→ SELECTED EXCERPT:
The tax hike is the part of the budget that is getting the most attention, but the County Council took another unusual step: it refused to fund part of the county employees’ collective bargaining agreements.  Labor has taken notice.

Salary increases in the county’s collective bargaining agreements are comprised of three main components.  First, there is a general wage adjustment that all employees receive.  Second, there is a service increment, also called a step increase, that employees who are not at the top of the salary scale for their classification receive.  Third, there is a longevity increment that is received only by employees who are at the top of their scale and have completed twenty years of service.  All of these items, along with many others, are negotiated by the three county employee unions (MCGEO, the Fire Fighters and the Police) and the Executive and codified in collective bargaining agreements.  The agreements then go to the council, which can decide to fund all, some, or no items that create economic costs.

During the Great Recession, the employees received no raises of any kind in Fiscal Years 2011, 2012 and 2013.  Afterwards, the unions negotiated for and received general wage adjustments, steps and longevity increments as well as “make-up steps.”  The latter were intended to compensate the employees for steps they did not receive during the recession.  The unions won make-up steps in Fiscal Years 2014, 2015 and 2017 (this year’s budget) with the exception of the Fire Fighters this year.  During these years, the combined general wage adjustments, steps and make-up steps ranged from 6.8% to 9.8% per year.

→ WHAT TO WORK ON:
[1] In the county budget passage, which employees receive the longevity increment?
[2] Using the county budget passage, explain why the unions' agreements included make-up steps after the Great Recession.
[3] Resume the passage on the county budget and employee contracts from where it stops.

→ DATA PROVIDED:
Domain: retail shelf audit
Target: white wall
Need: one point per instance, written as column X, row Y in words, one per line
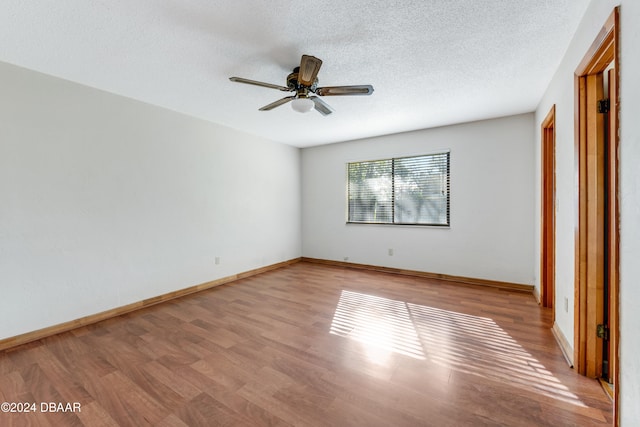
column 491, row 234
column 105, row 201
column 561, row 92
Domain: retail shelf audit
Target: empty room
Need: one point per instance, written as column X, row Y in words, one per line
column 411, row 213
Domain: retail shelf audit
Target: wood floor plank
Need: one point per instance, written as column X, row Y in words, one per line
column 311, row 345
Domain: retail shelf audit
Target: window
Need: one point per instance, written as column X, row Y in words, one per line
column 408, row 190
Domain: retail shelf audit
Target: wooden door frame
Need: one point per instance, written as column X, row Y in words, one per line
column 548, row 211
column 592, row 176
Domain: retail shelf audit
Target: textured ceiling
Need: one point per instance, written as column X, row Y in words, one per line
column 431, row 62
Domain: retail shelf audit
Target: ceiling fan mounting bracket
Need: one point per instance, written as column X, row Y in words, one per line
column 294, row 84
column 303, row 80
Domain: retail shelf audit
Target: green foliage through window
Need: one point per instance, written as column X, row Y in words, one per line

→ TASK-BY-TASK RESULTS:
[1] Only employees at the top of their salary scale who have completed twenty years of service.

[2] County employees received no raises of any kind in Fiscal Years 2011, 2012 and 2013. The make-up steps were meant to compensate them for the steps they missed during the recession.

[3]
This year, the council approved MCPS’s funding increase on the condition that some of the money scheduled to fund MCPS employees’ raises be instead redirected to hire teachers and other staff.  The school board agreed.  In order to maintain equity between MCPS employees and county employees, the council insisted that the county unions give up some of their raises and primarily targeted their make-up steps.  The council refused to fund eight items in the collective bargaining agreements which together totaled $4.1 million in savings in Fiscal Year 2017, leaving the unions with raises of 4.5 percent.  Only Council Member Marc Elrich voted with the unions.

The county unions were outraged.  MCGEO, the largest of them, published a scathing response on its website, blasting the council as “hypocrites” who engage in “public manipulation in order to achieve what looks like sound fiscal management while achieving nothing.”  The council had approved make-up steps and total salary increases of 6.8-9.8% in both 2014 and 2015, so what had changed now?  The difference is that few people were paying attention in those two years because a tax hike was not on the table.  Now that a large tax hike was being considered, big raises were not politically feasible.  Hence MCGEO’s anger.

Justified or not, the council had achieved $4.1 million in savings by trimming employee salary increases.  That money could have been used to reduce the property tax increase, but that’s not what happened.  Why not?  We will have more in Part Five.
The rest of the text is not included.